DIRECTIONS –
A - Answer each question from the blog post about Riot's CEO pay:
(i) How much free cash flow does Apple generate each year?
(ii) From what city is Riot's proxy being mailed?
(iii) What salary is Caitlin Clark set to earn as a WNBA rookie?
B - Name every person mentioned by name in the blog post about Riot's CEO pay.

++++ EXCERPTED TEXT ++++

Wednesday, April 17, 2024

I Couldn't Make This Up, If I Tried: Update -- Riot's Jason Les Made "Tim Cook-esque" Money In 2023 -- To Burn Tons Of Cash Flow, And Lose $50 Million...


Last week, I mentioned that Merck's Rob Davis made a little over $20 million last year -- joining the top tier of multinational life-science / pharma CEOs -- in the take-home pay stratosphere. There is a fair argument that most of the CEOs at right are worth what they are paid -- I may not agree with it, precisely -- but I understand the argument.

And there is a fair argument that Apple's Tim Cook is worth the lil' over $50 million he made for 2023. His company generates about $110 billion in free cash flow every year, is wildly profitable, sells the best tech on the planet -- and sports a trillion dollar market cap.

Overnight, tiny Riot Platforms -- a money burning Bitcoin miner in dusty West Texas -- finally disclosed its CEO's all in 2023 pay (see table, far lower right, on page 60 of the just filed SEC proxy). CEO Jason Les makes just a lil' less than... Tim Cook?! And his board thought it "right" to pay him more than DOUBLE what the wildly profitable and much more complex businesses, with global regulatory footprints pay their literally life-saving CEOs?

I am sorry. There is simply no rational argument to support that. The shareholders of Riot ought to vote "no" -- in their "say on pay" this proxy season. It is in the mail, now from Castle Rock, Colorado. Or it will be soon.

And do keep an eye on Riot's NASDAQ-traded stock, which was over $25 late last year. . . at $7 something today, and likely $4 something after this weekend's "Halvening". How does such a five year con job. . . persist?!

As just one point of comparison, Caitlin Clark -- perhaps the best overall women's college player in a decade (and the best shooter ever seen, in the college ranks). . . is set to make only about $72,000 a year as a WNBA rookie, in salary (she will make more, in endorsements, though) -- while Victor Wembanyama, the men's no. one pick last year in the NBA draft will make $12 million this year (and $55 million over four years -- still below Jason Les's ~$72 million in the last four years).

Whoa -- onward, grinning just the same.

++++ RECORD EXTRACTS ++++

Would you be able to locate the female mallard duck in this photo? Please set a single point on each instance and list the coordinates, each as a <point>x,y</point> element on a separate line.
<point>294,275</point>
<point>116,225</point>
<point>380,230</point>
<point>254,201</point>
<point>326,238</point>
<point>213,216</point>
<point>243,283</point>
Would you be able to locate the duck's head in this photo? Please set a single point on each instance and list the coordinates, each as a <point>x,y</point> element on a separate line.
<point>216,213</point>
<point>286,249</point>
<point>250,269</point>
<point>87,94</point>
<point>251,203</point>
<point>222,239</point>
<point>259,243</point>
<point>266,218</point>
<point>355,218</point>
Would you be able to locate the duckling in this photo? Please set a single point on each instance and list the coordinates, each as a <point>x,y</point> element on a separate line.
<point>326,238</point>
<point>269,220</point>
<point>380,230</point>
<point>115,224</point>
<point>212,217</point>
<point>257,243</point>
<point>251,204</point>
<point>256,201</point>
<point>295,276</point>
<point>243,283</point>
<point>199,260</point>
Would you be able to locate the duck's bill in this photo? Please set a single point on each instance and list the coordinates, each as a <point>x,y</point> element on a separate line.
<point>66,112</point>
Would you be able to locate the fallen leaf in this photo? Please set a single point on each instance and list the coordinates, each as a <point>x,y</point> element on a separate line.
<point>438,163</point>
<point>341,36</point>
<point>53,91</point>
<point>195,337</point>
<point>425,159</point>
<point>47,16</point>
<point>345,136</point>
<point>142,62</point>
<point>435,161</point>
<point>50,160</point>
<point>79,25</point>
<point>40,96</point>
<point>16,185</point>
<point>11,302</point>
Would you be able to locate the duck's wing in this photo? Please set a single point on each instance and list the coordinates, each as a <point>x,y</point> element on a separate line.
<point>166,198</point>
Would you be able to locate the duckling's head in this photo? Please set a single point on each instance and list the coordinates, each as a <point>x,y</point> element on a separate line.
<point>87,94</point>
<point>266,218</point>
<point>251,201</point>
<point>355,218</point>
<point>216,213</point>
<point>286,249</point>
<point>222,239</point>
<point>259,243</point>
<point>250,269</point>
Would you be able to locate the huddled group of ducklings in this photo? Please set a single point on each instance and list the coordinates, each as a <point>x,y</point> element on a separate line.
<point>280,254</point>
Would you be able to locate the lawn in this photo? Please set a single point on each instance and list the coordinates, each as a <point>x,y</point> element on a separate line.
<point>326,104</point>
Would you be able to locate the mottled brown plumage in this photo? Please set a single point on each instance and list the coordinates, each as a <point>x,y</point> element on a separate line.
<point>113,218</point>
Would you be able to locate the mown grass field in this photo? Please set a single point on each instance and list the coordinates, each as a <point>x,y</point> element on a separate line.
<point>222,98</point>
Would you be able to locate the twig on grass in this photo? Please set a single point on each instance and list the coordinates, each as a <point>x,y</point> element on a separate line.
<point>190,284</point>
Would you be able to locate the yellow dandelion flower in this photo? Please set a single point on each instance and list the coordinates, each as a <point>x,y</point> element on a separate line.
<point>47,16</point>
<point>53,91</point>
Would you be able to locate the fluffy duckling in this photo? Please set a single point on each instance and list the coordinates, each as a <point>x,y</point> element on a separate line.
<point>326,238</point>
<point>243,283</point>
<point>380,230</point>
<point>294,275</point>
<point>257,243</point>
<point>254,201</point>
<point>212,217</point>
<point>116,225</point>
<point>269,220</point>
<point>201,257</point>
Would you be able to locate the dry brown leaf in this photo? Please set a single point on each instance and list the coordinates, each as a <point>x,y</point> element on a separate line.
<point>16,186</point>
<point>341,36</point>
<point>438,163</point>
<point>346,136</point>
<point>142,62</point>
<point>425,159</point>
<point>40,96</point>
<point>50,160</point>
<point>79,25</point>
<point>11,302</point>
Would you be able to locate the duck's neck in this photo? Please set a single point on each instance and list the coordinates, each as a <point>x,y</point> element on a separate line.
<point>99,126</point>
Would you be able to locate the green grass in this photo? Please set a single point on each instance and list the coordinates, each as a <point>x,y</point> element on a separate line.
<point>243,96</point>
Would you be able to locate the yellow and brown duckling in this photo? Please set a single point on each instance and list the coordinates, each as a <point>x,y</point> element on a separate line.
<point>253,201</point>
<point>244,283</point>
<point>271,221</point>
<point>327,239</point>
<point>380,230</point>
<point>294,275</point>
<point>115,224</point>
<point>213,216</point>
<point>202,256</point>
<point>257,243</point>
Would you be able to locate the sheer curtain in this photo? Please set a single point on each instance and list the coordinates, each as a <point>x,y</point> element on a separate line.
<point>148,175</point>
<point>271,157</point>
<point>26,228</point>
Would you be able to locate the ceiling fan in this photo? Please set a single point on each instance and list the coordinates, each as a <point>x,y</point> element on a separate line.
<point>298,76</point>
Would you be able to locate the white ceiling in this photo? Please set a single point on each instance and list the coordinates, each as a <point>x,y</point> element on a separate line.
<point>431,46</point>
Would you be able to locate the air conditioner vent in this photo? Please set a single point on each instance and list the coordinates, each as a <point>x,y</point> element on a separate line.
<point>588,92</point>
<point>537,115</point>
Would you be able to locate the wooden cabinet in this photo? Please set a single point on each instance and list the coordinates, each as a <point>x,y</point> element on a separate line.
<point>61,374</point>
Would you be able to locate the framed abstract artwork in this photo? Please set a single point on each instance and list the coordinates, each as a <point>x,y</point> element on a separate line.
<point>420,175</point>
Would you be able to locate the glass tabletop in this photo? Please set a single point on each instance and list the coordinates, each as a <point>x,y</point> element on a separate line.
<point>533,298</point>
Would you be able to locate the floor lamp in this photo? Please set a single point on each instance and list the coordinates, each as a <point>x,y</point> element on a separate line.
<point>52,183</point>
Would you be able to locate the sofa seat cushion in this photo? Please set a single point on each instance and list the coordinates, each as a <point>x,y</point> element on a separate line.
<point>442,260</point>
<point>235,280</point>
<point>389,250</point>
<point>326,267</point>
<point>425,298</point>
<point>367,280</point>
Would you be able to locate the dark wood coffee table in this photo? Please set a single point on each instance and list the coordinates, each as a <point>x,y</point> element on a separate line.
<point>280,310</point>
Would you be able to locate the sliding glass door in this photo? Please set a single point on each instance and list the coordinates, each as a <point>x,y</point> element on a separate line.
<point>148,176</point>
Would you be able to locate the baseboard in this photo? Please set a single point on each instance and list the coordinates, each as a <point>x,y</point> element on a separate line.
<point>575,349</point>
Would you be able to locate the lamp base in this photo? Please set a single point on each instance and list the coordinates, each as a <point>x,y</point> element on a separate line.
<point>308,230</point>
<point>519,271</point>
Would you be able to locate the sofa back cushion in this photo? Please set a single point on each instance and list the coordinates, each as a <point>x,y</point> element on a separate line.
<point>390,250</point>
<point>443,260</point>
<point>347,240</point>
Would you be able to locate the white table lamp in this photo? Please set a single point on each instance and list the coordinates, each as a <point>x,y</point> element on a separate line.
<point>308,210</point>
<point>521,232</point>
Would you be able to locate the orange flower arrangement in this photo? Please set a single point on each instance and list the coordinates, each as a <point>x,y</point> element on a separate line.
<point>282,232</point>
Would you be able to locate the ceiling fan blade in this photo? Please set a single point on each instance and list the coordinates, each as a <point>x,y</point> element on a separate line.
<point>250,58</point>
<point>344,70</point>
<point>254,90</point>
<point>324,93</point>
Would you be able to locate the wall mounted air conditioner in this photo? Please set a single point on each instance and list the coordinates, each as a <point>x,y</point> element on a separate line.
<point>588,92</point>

++++

RESULTS FOR THE EXERCISE –
A -
(i) About $110 billion.
(ii) Castle Rock, Colorado.
(iii) About $72,000 a year.

B -
Rob Davis
Tim Cook
Jason Les
Caitlin Clark
Victor Wembanyama